## GOAL
Format the data below as a numbered list with one line per item, skipping blank lines and leaving out the picture.

## ENTRIES SUPPLIED
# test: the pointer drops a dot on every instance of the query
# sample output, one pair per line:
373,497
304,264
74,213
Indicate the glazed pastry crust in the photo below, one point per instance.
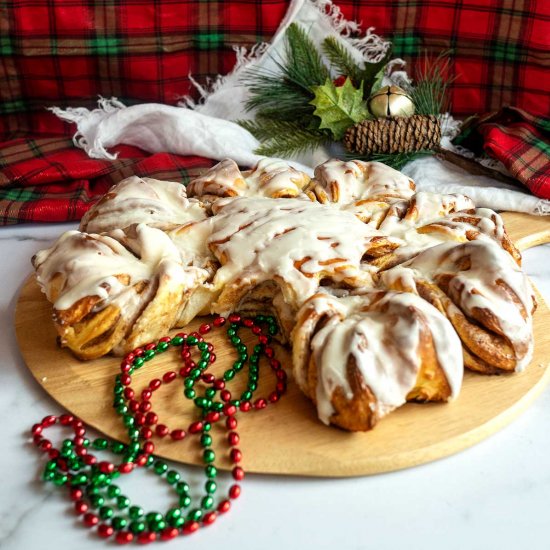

## OUTPUT BELOW
1. # test: the pointer drops a dot on every instance of the query
2. # sample output, one pair per line:
3. 373,497
4. 304,264
5. 74,213
6. Indicate the glazed pastry crust in the photo below, one point per instance.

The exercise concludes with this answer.